• [Written instruction] Update the lines below by replacing "driving boat" with "steering a motorboat" and keeping everything else the same.

###

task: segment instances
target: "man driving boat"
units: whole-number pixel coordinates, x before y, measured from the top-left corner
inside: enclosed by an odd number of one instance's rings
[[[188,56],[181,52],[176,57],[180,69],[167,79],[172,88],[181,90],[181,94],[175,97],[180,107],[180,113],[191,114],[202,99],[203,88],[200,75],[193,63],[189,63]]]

###

• [Exercise solution]
task: segment instances
target: "man steering a motorboat"
units: whole-number pixel coordinates, x before y, measured from the top-left corner
inside: enclosed by an odd number of one instance's rings
[[[188,56],[181,52],[176,57],[180,69],[167,79],[172,88],[181,90],[181,94],[175,97],[180,107],[180,113],[191,114],[202,99],[203,88],[200,75],[193,63],[189,63]]]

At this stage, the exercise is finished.